■ Source
>>>

Au début de nos rencontres, nous n’étions pas très, très camarades. Nous avions rompu des lances à la quatrième section du Parti socialiste, rue Charlemagne. J’étais « insurrectionnel ». Il était « guesdiste ». La Chope devint, pour nous, un terrain neutre où, peu à peu, nous apprîmes à mieux nous connaître.

J’ai dit qu’il arrivait de Limoges. Il était précédé par sa réputation. Effroyable, cette réputation. On racontait qu’il avait manqué déchaîner la révolution, là-bas, dans sa ville natale. On l’avait vu à la tête d’une émeute, conduisant les insurgés jusqu’à la porte d’une prison, forcée et prise d’assaut. Cette équipée fut suivie d’une fusillade sanglante. On se battit trois journées, dans les rues.

<<<

■ Actions à mener
[1] Transcrivez fidèlement le passage de l'extrait situé entre « Au début de » et « mieux nous connaître. », bornes comprises.
[2] Résumez en une phrase plus courte le paragraphe de l'extrait qui commence par « J'ai dit qu'il arrivait de Limoges », sans perdre ses faits essentiels.
[3] D'après l'extrait, quel lieu devint pour eux un terrain neutre ?
Les items n'ont aucun rôle à jouer dans ce travail.

■ Informations affichées
>>>

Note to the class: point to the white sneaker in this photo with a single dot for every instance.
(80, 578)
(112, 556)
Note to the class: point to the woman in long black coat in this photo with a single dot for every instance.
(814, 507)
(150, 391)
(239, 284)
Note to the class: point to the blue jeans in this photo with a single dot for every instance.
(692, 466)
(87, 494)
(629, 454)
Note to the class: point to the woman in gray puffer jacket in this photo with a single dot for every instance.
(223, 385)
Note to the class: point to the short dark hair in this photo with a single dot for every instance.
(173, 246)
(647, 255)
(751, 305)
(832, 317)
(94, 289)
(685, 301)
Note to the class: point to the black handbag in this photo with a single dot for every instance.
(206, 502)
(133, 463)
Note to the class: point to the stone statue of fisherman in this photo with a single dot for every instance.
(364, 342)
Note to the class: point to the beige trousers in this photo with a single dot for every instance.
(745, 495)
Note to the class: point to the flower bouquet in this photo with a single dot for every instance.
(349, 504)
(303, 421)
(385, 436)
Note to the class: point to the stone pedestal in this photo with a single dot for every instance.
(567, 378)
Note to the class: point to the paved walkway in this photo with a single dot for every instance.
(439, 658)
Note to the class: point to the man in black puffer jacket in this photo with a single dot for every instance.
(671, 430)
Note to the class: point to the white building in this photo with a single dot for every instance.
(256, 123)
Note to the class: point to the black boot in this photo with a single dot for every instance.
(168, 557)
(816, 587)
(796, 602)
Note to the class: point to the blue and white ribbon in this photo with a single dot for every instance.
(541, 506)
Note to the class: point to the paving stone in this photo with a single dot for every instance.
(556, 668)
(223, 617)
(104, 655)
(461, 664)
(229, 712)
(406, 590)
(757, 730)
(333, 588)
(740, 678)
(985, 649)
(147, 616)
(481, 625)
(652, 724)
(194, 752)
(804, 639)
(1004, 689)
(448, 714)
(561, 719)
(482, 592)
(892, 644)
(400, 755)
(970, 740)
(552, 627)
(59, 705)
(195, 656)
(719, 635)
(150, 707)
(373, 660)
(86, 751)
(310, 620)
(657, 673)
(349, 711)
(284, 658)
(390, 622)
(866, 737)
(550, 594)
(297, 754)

<<<

■ Résultats obtenus
[1]
Au début de nos rencontres, nous n’étions pas très, très camarades. Nous avions rompu des lances à la quatrième section du Parti socialiste, rue Charlemagne. J’étais « insurrectionnel ». Il était « guesdiste ». La Chope devint, pour nous, un terrain neutre où, peu à peu, nous apprîmes à mieux nous connaître.

[2] Venu de Limoges, il était précédé d'une réputation effroyable : on disait qu'il avait failli y déclencher la révolution en menant une émeute jusqu'à une prison, forcée et prise d'assaut, ce qui entraîna une fusillade sanglante et trois jours de combats dans les rues.

[3] La Chope.